I have been in this "reform market" since 1993 when NJ's PL 92-162 came into being. It was the first time in our nation's history we saw guaranteed issue, with state mandated plans (Plans A-E), State mandated coverages (the most recent being Viagara being mandated) and State Approval on both new and renewal rate structures.
We NJ brokers told all of you 5 years ago what was going to happen and no one wanted to listen.
There is no way guaranteed issue with mandated everything is going to be affordable. The poster who said only 2 people will be able to afford this, the rich and the subsidized has it right for the most part.
There were other options on the table that got passed over because it doesn't help meet the goal of Single Payer Universal Healthcare For All. Make no mistake, that's the goal.
The middle class lost any hope of affordable care when the ACA changed the rules on 2 life groups on husband/wife businesses. When they banned husband-wife 2 Life Groups, they killed the small group markets last affordable outlet and just pushed the middle class out of the affordability range.
Here is a freebie to take back to your clients especially if you are a broker in a state just beginning your experience with the reform market. These renewal increases are nothing. Just wait another 2 or 3 years when they finally wake up and realize their premiums collected and the 80% rule isn't enough to cover utilization costs from last year.
For the next few years you will be handing out 30% annual increases like you were handing out candy bars......you will be thanking your Creator when a group comes back at 15% (if it ever happens).
No, this is a mess and truth be told with all of the carrier reserves in place, I don't see how full repeal of the ACA is even possible.

Extracted records →
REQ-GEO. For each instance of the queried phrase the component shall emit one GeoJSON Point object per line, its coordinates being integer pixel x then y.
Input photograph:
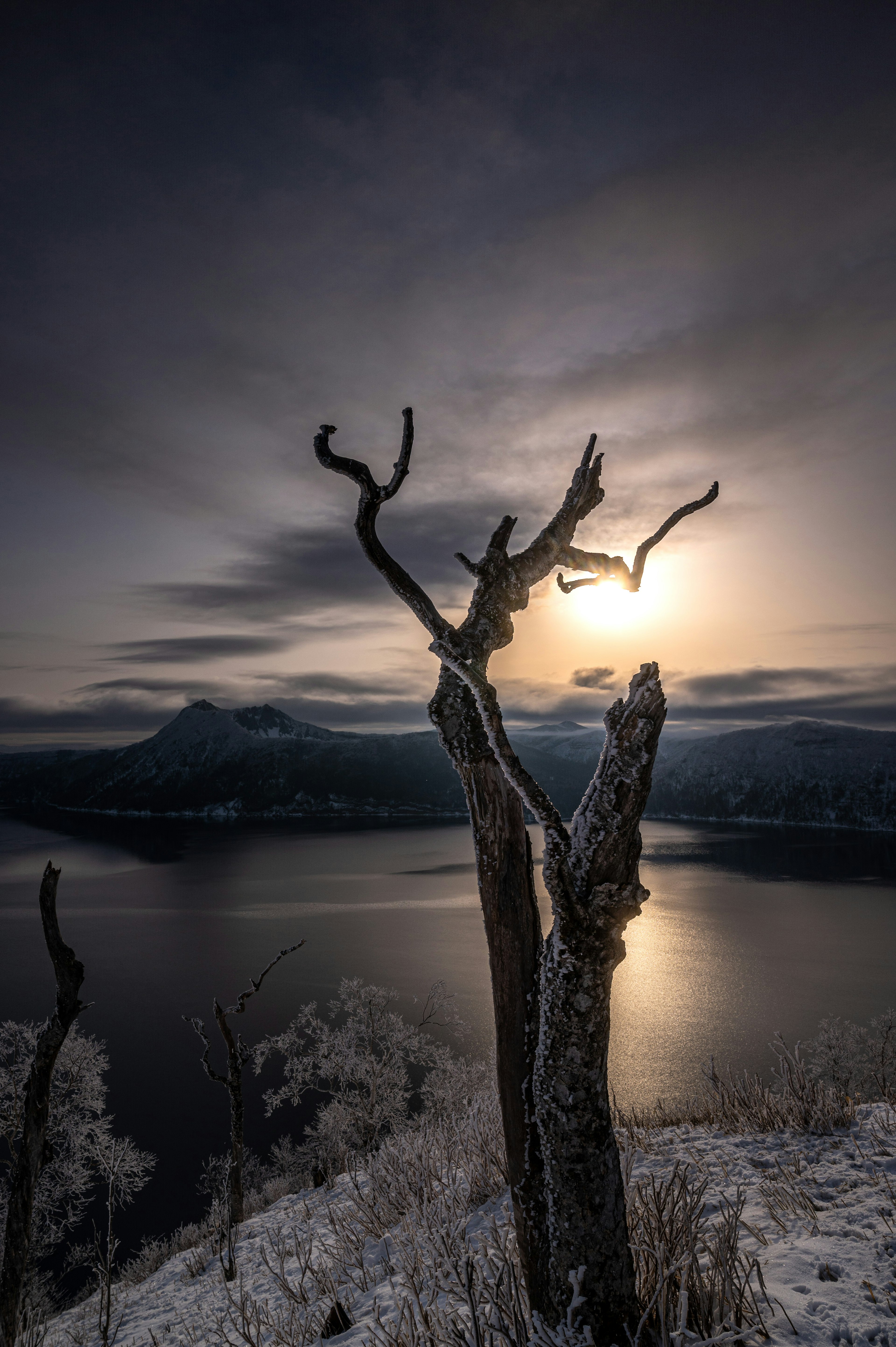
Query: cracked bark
{"type": "Point", "coordinates": [552, 999]}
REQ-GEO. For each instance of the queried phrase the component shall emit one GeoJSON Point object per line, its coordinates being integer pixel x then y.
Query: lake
{"type": "Point", "coordinates": [750, 930]}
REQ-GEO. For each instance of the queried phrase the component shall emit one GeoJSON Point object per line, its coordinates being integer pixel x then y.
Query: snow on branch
{"type": "Point", "coordinates": [614, 568]}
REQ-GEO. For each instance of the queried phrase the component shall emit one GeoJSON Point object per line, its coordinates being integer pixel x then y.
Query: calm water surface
{"type": "Point", "coordinates": [748, 930]}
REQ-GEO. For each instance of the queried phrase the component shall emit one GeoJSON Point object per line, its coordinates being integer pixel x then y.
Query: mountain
{"type": "Point", "coordinates": [804, 772]}
{"type": "Point", "coordinates": [261, 762]}
{"type": "Point", "coordinates": [568, 740]}
{"type": "Point", "coordinates": [269, 724]}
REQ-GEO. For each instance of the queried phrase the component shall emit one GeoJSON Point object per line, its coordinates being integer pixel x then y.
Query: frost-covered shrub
{"type": "Point", "coordinates": [362, 1063]}
{"type": "Point", "coordinates": [77, 1125]}
{"type": "Point", "coordinates": [456, 1084]}
{"type": "Point", "coordinates": [858, 1062]}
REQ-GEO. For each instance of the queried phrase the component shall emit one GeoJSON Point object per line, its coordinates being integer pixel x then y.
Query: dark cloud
{"type": "Point", "coordinates": [593, 678]}
{"type": "Point", "coordinates": [195, 650]}
{"type": "Point", "coordinates": [861, 696]}
{"type": "Point", "coordinates": [306, 572]}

Assigned task → Output the health insurance reform comment word for word from "I have been" to "the most part.".

Answer box →
I have been in this "reform market" since 1993 when NJ's PL 92-162 came into being. It was the first time in our nation's history we saw guaranteed issue, with state mandated plans (Plans A-E), State mandated coverages (the most recent being Viagara being mandated) and State Approval on both new and renewal rate structures.
We NJ brokers told all of you 5 years ago what was going to happen and no one wanted to listen.
There is no way guaranteed issue with mandated everything is going to be affordable. The poster who said only 2 people will be able to afford this, the rich and the subsidized has it right for the most part.